> TEXT BLOCK

>> begin

Due on December 8, 2017

The goal for each final project is a submission to a conference at the end of the semester (perhaps with some more work on the paper in the Spring semester).

  • You must turn in two things:
    1. A write-up that explains what you accomplished in your course project. It should be written in a clear, scientific style and contain enough information for another student to replicate your results. More information about the write-up is given below.
    2. Your code. The code should be self-contained, self-documenting, and easy to use. Please include a detailed description of how to run your code.
  • Each group should assign one member to upload the write-up and source code to Coursys as a single tarball or zip files as the submission for Final Project.


Your write-up is the most important part of your project. It must have the following sections:

  • Motivation
    • Which aspect of the translation system did your group choose to improve and reasons for your choice.
  • Approach
    • Describe the algorithms and machine learning models used in your project. Use a clear mathematical style to explain your model(s).
  • Data
    • Exactly which data files were used; also include here any external data that was not provided to you.
  • Code
    • Describe which homework code you used in your project. Provide exactly which code was used in your project not written by your group (e.g. use of an aligner from an open-source project).
  • Experimental Setup
    • Describe what kind of evaluation you are doing and which methods you are comparing against each other.
  • Results
    • Include a detailed comparison of different methods.
  • Analysis of the Results
    • Did you improve over the baseline. Why or why not?
  • Future Work
    • What could be fixed in your approach. What you did not have time to finish, but you think would be a useful addition to your project.

Submission Format

For your write-up, you can use plain ASCII but for math equations and tables it is better to use either latex or kramdown. Do not use any proprietary or binary file formats such as Microsoft Word.

>> end

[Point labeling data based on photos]
>> begin

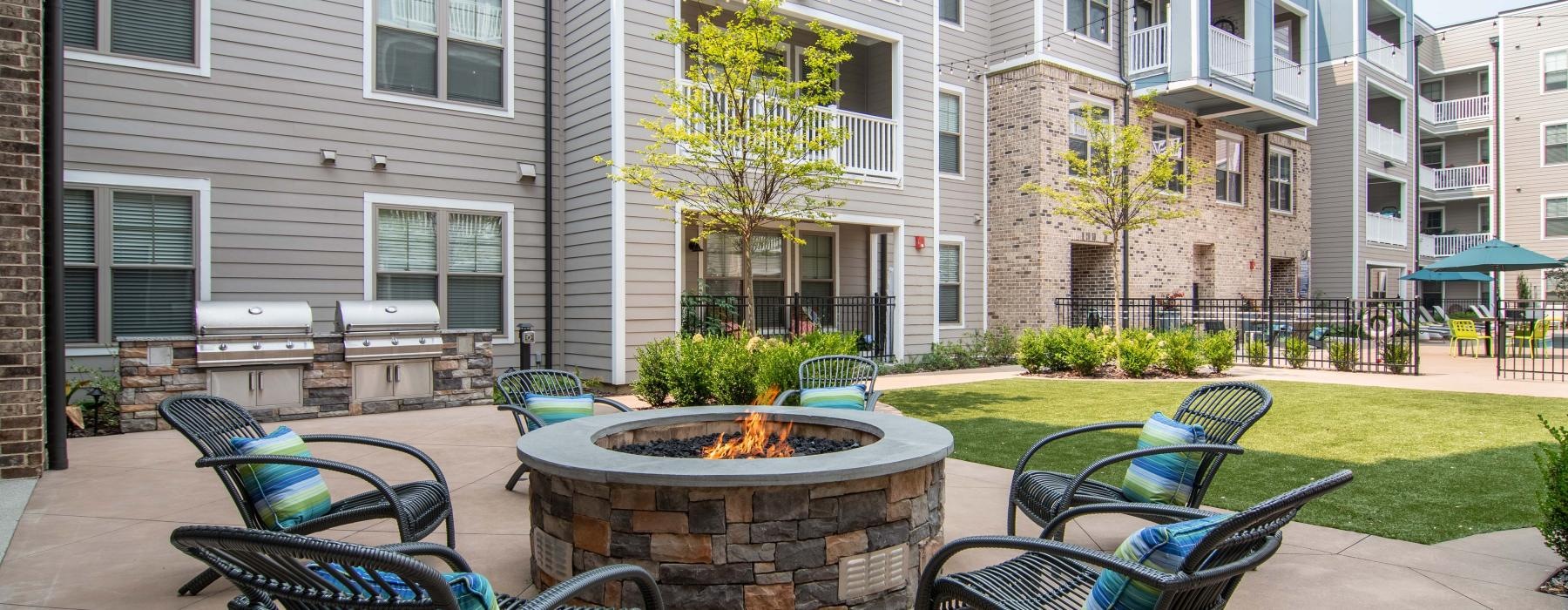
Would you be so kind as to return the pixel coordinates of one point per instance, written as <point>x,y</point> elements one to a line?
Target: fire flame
<point>754,441</point>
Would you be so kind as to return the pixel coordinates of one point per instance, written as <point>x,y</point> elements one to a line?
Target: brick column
<point>21,241</point>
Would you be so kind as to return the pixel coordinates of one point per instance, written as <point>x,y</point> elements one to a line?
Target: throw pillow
<point>284,496</point>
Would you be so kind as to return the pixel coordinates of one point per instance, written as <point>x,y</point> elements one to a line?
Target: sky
<point>1442,13</point>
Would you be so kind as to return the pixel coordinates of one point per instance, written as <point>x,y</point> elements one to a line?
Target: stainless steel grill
<point>382,329</point>
<point>245,333</point>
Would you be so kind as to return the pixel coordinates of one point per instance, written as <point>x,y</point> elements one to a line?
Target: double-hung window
<point>131,262</point>
<point>1554,71</point>
<point>447,256</point>
<point>447,51</point>
<point>160,30</point>
<point>950,133</point>
<point>1280,180</point>
<point>1090,17</point>
<point>950,284</point>
<point>1166,137</point>
<point>1228,164</point>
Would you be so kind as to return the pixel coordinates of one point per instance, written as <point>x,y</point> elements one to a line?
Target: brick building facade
<point>1037,256</point>
<point>21,241</point>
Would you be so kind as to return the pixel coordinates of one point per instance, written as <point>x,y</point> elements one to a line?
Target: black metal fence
<point>1529,339</point>
<point>868,317</point>
<point>1377,336</point>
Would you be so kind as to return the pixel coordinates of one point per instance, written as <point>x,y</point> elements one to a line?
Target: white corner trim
<point>199,186</point>
<point>509,235</point>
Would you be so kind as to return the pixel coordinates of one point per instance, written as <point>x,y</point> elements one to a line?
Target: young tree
<point>1125,184</point>
<point>745,145</point>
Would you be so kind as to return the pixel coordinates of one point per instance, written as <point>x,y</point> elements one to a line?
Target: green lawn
<point>1430,466</point>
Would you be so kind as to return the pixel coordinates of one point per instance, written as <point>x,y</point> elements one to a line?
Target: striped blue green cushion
<point>842,397</point>
<point>1164,547</point>
<point>472,590</point>
<point>284,496</point>
<point>557,410</point>
<point>1164,477</point>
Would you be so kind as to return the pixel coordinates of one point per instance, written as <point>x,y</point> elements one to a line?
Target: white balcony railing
<point>1448,180</point>
<point>1291,80</point>
<point>1387,141</point>
<point>1387,55</point>
<point>1230,55</point>
<point>1440,247</point>
<point>1456,110</point>
<point>1150,49</point>
<point>1387,229</point>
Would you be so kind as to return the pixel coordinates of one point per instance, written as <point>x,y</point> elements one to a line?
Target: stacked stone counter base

>> end

> TO-DO LIST
#1 Quote the records from their start up to and including the line containing "<point>245,333</point>", omitting the pictures.
#2 Extend the final project guidelines past their last sentence.

> OUTPUTS FOR THE TASKS
#1
Would you be so kind as to return the pixel coordinates of one point per instance, written as <point>x,y</point> elements one to a line?
Target: fire flame
<point>754,441</point>
Would you be so kind as to return the pixel coordinates of one point per instance, written as <point>x,y</point> elements one to a line?
Target: brick column
<point>21,241</point>
Would you be so kind as to return the pixel coordinates of one point per instance, written as <point>x,y</point> elements one to a line?
Target: throw pillow
<point>284,496</point>
Would you be so kind as to return the pixel coordinates of one point per instance, written as <point>x,y</point> elements one to a line?
Target: sky
<point>1442,13</point>
Would you be so kind as to return the pixel coordinates of one point per instance, written as <point>x,y</point> elements one to a line?
Target: stainless steel grill
<point>382,329</point>
<point>245,333</point>

#2
If you use latex then use the following style files from the Submission Format section:

Here is an example of using these style files:

To get a PDF file you should run the following commands (which assume you have installed LaTeX on your system):

pdflatex project
bibtex project
pdflatex project
pdflatex project

You can then open project.pdf using any PDF viewer. Please submit the LaTeX source and the PDF file along with your source code when you submit your project to Coursys.

Grading system

The final projects will be graded using the following criteria:

  • Originality
  • Substance (amount of work done for the project)
  • Well documented use of prior results from research papers
  • Clarity of the writing
  • Quality of experimental design
  • Quality of evaluation and results
  • (Re)Use of existing homework code
  • Overall score (based on the above criteria)


Here is an example of good project submissions. Make sure you have the sections required by the Write-up section above.




lamtram: A toolkit for neural language and translation modeling

Tensor Flow

Tensor Flow: follow the seq2seq tutorial.


nematus based on Kyunghun Cho’s dl4mt tutorial.

NMT with Coverage and Context Gating

NMT with Coverage by Zhaopeng Tu built on top of Groundhog and Theano.

Project Ideas

Scaling to larger vocabulary size

  • More scalable softmax computation.

Different RNNs for NMT

  • Stack RNN (equivalently LSTM) for NMT. Stack RNNs have been used for transition based dependency parsing. See Goldberg tutorial explanation of stack RNN.
  • Use a multilingual corpus. Fix alignments using HMM aligner. Use alignments to train RNN. Extract paraphrases using multilingual RNN. (see papers by Callison-Burch and collaborators for extracting paraphases)

Ensemble Models for NMT

  • Explore different ways to create ensemble models for NMT

Multilingual NMT

  • Use word embeddings for low-resource languages. Improve performance on a language pair such as Haitian Kreyol to English where there is insufficient data for training a neural MT model.
  • Pivot based NMT.

Complex reorderings in neural MT

  • Go beyond the attention model to capture more complex reorderings and experiment on language pairs such as Chinese-English.
  • Better attention models for complex reordering.

Improve SGD

  • Use SAG (Schmidt et al, 2015) to improve SGD for RNN-LM or NMT.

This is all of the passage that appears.